▸ What is asked: Retype exactly the stretch of lines that begins at the line containing "Place a dot on every instance of the grey" and ends at the last line of the data, with no other lines.

▸ Extracted entries:
--*--
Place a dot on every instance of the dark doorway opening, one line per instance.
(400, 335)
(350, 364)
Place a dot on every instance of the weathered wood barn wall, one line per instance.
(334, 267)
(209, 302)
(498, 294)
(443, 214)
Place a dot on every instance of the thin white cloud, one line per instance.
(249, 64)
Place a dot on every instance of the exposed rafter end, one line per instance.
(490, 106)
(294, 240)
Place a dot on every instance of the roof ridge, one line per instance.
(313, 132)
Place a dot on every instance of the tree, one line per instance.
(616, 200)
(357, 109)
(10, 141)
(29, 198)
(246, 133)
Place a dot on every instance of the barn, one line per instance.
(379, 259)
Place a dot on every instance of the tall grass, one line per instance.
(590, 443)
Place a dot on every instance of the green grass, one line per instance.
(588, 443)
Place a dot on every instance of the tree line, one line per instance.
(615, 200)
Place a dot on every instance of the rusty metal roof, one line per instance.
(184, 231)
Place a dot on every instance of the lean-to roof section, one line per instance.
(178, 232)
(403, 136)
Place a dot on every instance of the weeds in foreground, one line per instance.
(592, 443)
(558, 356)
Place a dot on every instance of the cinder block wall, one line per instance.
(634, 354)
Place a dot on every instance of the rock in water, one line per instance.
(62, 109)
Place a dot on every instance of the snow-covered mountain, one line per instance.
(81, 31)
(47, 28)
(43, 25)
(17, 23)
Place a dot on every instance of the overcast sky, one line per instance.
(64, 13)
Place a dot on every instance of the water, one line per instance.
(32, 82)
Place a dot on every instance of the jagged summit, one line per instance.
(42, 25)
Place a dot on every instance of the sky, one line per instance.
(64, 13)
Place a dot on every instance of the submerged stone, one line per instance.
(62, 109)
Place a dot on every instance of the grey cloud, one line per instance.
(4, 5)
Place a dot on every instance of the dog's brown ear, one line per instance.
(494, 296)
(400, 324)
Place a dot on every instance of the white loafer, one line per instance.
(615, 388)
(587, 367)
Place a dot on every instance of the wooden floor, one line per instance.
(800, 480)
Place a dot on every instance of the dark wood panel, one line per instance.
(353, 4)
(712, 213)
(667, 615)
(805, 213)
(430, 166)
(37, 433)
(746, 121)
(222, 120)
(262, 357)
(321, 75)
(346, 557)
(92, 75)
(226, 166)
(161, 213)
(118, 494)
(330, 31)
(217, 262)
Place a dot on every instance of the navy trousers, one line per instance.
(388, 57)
--*--
▸ Right answer:
Place a dot on every instance of the grey cloud, one line per instance.
(4, 5)
Place a dot on every instance of the dog's brown ear, one line per instance.
(494, 296)
(400, 324)
Place a dot on every instance of the white loafer, one line per instance.
(615, 388)
(587, 367)
Place a dot on every instance of the wooden floor, one line per instance.
(800, 480)
Place a dot on every instance of the dark wood panel, one line per instance.
(353, 4)
(712, 213)
(667, 615)
(805, 213)
(430, 166)
(37, 433)
(746, 121)
(222, 120)
(262, 357)
(321, 75)
(346, 557)
(92, 75)
(226, 166)
(161, 213)
(118, 494)
(330, 31)
(217, 262)
Place a dot on every instance of the navy trousers, one line per instance.
(388, 57)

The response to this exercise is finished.